Extrait du texte |
------------------------------------

Fatick, le 25 octobre 2014

« Empiéter sur les droits des communautes, polluer demain ! »

Page de garde étude centrale à charbon-BADC’est le titre du rapport que Lumière Synergie pour le Développement vient de publeir sur le projet controversé de centrale électrique à charbon de la Banque Africaine de Développement au Sénégal

Résumé exécutif

A l’instar de la majeure partie des pays de la sous-région Ouest africaine, le secteur de l’énergie au Sénégal est confronté à un énorme déficit de production, occasionnant de lourdes pertes pour l’économie nationale et des désagréments sociaux importants.

En guise de réponse, le gouvernement avait décidé de changer sa stratégie par une diversification des sources de combustibles, permettant ainsi de se libérer de la tyrannie du pétrole et sécuriser enfin ses besoins énergétiques : d’où l’option du charbon, un combustible bon marché.

Alors la SENELEC, à travers un PPP, a été instruit de construire deux centrales à charbon sur un site de 29 ha dans le village de Minam, précisément dans le périmètre de Bargny-Minam, à 35 km de la capitale sénégalaise : Une centrale de 125 MWH par l’entreprise suédoise Nykomb Synergetics Development AB et une autre de 250 MWH par l’entreprise Coréenne Kepco.

Pendant que la première centrale cofinancée par la BAD  et un consortium de banques dont la BOAD, la  CBAO et la  FMO a déjà démarré, la seconde qui sera entièrement financée par la Banque Coréenne de développement est au stade de négociation sur le terrain.

Cependant, pour plusieurs raisons plus ou moins avérées, une partie de la communauté locale dont l’association Takkom Jerry est fortement opposée à l’installation de centrales à charbon dans leur localité.

------------------------------------

Données fournies |
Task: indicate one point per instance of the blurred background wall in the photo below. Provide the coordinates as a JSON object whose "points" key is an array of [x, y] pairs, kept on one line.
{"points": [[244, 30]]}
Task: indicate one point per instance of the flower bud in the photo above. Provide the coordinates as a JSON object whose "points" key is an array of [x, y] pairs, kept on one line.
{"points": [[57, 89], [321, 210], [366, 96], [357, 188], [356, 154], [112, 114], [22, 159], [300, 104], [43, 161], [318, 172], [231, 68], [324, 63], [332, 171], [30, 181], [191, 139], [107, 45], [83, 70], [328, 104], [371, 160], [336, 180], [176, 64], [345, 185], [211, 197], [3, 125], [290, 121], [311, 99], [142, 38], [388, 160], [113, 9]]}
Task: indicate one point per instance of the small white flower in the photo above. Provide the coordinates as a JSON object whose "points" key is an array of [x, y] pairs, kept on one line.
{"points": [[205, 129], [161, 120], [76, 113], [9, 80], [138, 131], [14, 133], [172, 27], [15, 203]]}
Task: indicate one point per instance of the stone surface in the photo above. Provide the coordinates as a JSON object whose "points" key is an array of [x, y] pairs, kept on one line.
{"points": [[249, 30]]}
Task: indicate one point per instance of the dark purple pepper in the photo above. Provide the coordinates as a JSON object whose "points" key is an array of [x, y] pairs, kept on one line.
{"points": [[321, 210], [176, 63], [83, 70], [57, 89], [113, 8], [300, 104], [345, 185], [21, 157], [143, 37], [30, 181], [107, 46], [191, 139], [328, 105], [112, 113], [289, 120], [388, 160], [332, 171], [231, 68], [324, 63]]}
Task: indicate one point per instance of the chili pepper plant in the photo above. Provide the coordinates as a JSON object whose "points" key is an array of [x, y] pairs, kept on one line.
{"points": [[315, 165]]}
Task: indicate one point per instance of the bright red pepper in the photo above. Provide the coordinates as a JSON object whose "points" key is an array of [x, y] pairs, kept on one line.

------------------------------------

Consignes |
1) Répondez s'il vous plaît aux questions suivantes à partir du texte sur la centrale à charbon de Bargny :
(a) À quelle distance de la capitale sénégalaise se trouve le site de Bargny-Minam ?
(b) Quelle entreprise doit construire la centrale de 250 MWH ?
(c) Quelle association locale est fortement opposée aux centrales à charbon ?
2) Prolongez le texte sur la centrale à charbon de Bargny après sa dernière phrase.

Réponses rédigées |
1)
(a) À 35 km.
(b) L'entreprise coréenne Kepco.
(c) L'association Takkom Jerry.

2)
A travers cette étude, Lumière Synergie pour le Développement (LSD), une organisation membre de la Coalition des OSC africaines sur la BAD a tenté de faire une analyse comparative entre les préoccupations d’ordres environnementales et sociales recueillies dans la communauté et les données de l’EIES, avec comme ambition de créer un espace de dialogue entre les différentes parties prenantes et faire respecter les droits des communautés.

Ainsi, cette étude s’est particulièrement intéressée à la première centrale dont la BAD a déjà approuvé un prêt de 55 millions d’Euros en 2009, soit quelques 36 milliards de FCFA.

Les résultats de l’étude 

Premièrement, l’EIES mentionne un certain nombre d’impacts négatifs dont :

  • La pollution des eaux de surfaces et des eaux souterraines ;
  • Les rejets d’eaux chaudes, de polluants dangereux (NOx, SO2, CO) et d’eaux usées qui vont entraîner la destruction de l’écosystème marin  et de la biodiversité dans la zone ;
  • La pollution sonores et l’altération de la qualité de l’air avec des effets néfastes sur la santé ;
  • La dégradation du couvert végétal par déversements de métaux lourds ;
  • Les émissions de gaz à effet de serre et impacts sur les changements climatiques ;
  • La perturbation de l’occupation du sol et l’empiétement sur le site de transformation de poissons et expropriations sur le foncier.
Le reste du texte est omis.